→ Exercise
Filter the records below, keeping every line that contains the word "small".

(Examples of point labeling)

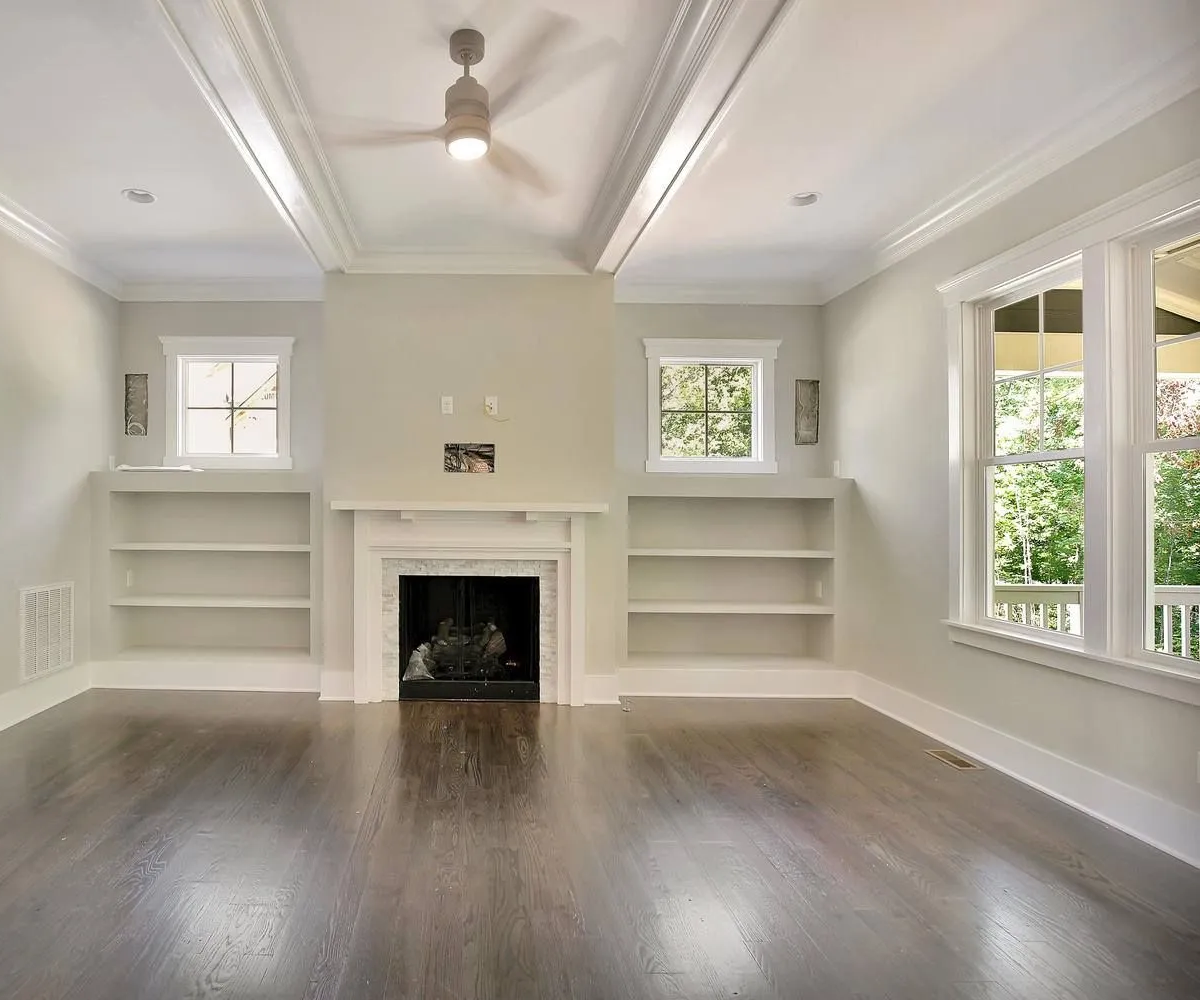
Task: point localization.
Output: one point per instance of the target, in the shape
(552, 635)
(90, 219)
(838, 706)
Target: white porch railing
(1177, 621)
(1060, 606)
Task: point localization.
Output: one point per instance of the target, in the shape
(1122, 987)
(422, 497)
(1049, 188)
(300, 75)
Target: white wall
(59, 401)
(886, 355)
(396, 343)
(143, 323)
(798, 328)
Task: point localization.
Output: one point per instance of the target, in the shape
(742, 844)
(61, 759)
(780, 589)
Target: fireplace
(469, 638)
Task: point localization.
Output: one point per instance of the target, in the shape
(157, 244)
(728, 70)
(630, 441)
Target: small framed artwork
(808, 409)
(471, 457)
(137, 405)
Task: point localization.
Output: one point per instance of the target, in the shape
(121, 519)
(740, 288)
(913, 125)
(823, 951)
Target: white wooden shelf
(720, 662)
(209, 600)
(205, 546)
(733, 554)
(211, 654)
(724, 608)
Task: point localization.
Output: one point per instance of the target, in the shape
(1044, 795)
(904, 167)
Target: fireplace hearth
(469, 638)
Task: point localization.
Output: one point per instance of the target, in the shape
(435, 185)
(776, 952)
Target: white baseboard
(34, 696)
(733, 682)
(1162, 824)
(291, 676)
(337, 686)
(600, 689)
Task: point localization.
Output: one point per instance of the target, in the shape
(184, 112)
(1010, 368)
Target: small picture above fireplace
(469, 638)
(469, 457)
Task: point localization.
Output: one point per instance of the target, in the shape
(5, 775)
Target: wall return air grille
(47, 629)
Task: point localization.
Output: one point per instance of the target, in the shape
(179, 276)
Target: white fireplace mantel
(477, 507)
(455, 531)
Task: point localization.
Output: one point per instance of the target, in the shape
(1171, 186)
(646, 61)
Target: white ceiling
(887, 109)
(241, 115)
(94, 100)
(364, 65)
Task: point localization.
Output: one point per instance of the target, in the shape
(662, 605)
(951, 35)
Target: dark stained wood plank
(171, 845)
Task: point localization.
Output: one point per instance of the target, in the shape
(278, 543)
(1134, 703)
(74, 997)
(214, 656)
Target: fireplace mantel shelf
(487, 507)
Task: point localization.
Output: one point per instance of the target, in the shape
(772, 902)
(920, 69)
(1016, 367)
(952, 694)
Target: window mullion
(1102, 616)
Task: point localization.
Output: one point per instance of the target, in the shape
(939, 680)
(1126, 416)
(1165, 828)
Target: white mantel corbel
(465, 531)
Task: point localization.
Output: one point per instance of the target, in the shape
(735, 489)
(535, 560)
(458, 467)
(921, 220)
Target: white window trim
(759, 353)
(178, 349)
(1103, 241)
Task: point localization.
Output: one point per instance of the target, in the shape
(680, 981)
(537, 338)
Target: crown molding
(299, 289)
(234, 58)
(701, 63)
(1175, 196)
(461, 263)
(777, 293)
(1091, 127)
(43, 239)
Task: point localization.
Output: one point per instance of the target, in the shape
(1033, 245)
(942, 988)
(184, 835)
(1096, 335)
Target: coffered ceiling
(657, 138)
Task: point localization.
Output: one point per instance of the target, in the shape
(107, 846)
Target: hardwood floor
(185, 845)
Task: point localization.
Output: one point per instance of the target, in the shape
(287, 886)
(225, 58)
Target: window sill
(249, 463)
(1161, 680)
(712, 466)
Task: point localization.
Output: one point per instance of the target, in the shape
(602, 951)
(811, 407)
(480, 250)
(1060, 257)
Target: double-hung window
(1168, 425)
(712, 406)
(1033, 455)
(227, 402)
(1075, 445)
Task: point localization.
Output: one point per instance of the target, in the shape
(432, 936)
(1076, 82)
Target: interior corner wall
(395, 345)
(59, 403)
(797, 328)
(887, 359)
(141, 351)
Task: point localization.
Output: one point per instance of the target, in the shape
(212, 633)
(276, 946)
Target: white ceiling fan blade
(564, 72)
(364, 132)
(515, 167)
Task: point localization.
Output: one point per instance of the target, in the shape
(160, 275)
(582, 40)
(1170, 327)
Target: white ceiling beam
(234, 59)
(708, 48)
(42, 238)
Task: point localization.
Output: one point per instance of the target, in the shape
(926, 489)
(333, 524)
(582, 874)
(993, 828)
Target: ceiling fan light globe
(469, 147)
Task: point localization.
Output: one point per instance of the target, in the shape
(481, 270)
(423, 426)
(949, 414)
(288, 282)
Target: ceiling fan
(471, 111)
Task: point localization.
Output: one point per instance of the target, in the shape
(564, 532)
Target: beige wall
(141, 351)
(396, 343)
(886, 357)
(59, 402)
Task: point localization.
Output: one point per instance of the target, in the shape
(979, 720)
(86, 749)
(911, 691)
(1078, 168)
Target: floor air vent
(47, 629)
(954, 760)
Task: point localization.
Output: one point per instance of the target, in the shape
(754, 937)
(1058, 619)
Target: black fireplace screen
(468, 636)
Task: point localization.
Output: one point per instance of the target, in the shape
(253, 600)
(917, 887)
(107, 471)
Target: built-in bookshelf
(203, 568)
(731, 581)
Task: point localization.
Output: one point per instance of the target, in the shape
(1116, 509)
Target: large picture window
(711, 406)
(1075, 445)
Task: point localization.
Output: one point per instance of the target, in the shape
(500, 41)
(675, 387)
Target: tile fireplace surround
(479, 539)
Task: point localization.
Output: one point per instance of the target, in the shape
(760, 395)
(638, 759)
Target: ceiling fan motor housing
(467, 113)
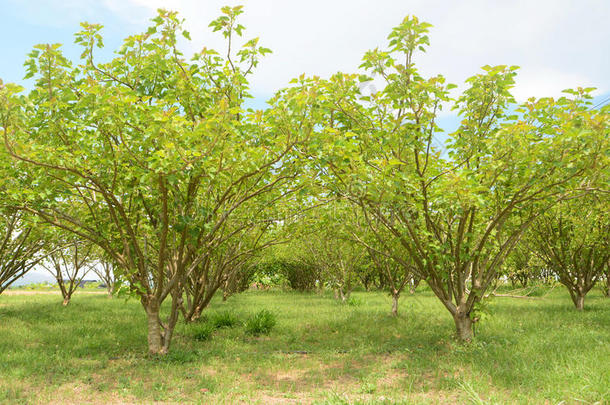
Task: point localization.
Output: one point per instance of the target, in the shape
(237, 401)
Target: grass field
(94, 350)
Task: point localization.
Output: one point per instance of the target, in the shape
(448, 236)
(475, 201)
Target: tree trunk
(463, 326)
(579, 300)
(155, 336)
(395, 297)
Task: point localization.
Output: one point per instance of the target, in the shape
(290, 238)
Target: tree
(147, 156)
(106, 271)
(326, 243)
(20, 248)
(69, 263)
(573, 240)
(455, 214)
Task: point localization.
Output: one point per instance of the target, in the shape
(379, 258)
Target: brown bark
(155, 336)
(463, 326)
(579, 300)
(395, 298)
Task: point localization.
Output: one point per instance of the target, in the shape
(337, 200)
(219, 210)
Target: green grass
(321, 351)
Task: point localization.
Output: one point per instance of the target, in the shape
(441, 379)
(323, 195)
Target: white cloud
(558, 43)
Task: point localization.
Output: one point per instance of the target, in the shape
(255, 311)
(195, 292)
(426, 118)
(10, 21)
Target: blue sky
(558, 43)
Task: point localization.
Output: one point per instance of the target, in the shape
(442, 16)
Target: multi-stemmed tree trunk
(452, 215)
(147, 156)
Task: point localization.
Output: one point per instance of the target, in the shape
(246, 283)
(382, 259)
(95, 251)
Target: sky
(558, 44)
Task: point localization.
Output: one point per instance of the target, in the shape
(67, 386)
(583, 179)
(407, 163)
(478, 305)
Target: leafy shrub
(261, 323)
(225, 319)
(203, 331)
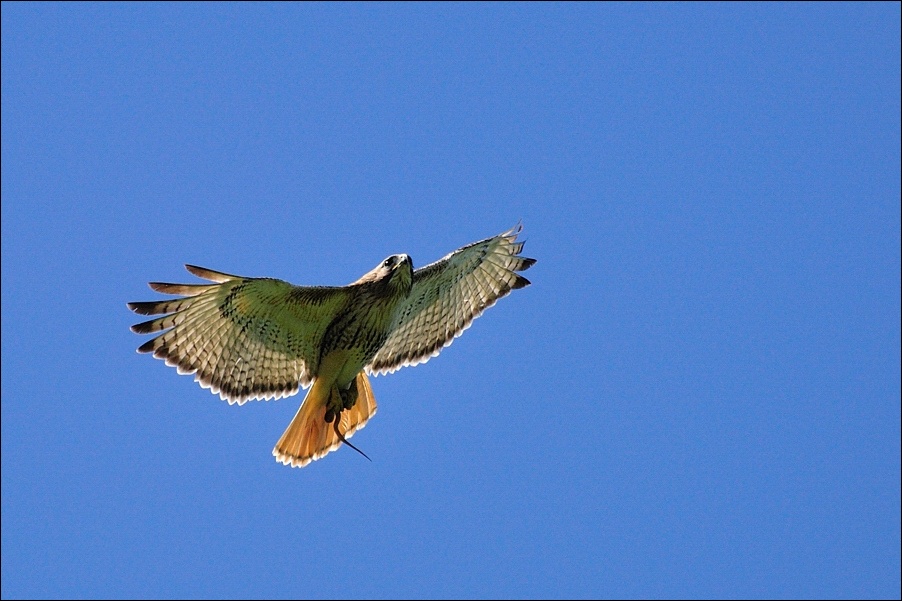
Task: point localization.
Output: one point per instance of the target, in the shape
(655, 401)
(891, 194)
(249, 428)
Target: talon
(349, 396)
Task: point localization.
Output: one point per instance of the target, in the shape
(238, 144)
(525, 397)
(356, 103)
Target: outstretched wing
(244, 338)
(447, 296)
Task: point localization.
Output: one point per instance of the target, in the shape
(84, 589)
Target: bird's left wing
(244, 338)
(447, 296)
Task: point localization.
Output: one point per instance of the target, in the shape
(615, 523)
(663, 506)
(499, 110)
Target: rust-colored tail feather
(309, 437)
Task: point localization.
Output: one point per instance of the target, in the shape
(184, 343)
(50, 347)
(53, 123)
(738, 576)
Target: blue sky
(699, 395)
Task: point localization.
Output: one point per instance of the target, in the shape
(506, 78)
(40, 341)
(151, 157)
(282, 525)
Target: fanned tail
(309, 437)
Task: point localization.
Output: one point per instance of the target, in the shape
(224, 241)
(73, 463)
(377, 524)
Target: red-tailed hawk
(262, 338)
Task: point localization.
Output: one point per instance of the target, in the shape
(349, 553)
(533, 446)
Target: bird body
(262, 338)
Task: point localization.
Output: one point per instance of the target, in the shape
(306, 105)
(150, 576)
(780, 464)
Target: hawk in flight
(262, 338)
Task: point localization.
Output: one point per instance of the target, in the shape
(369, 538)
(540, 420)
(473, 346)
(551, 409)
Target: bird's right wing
(244, 338)
(447, 296)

→ Output for this exercise
Target: small framed artwork
Target: small picture above fireplace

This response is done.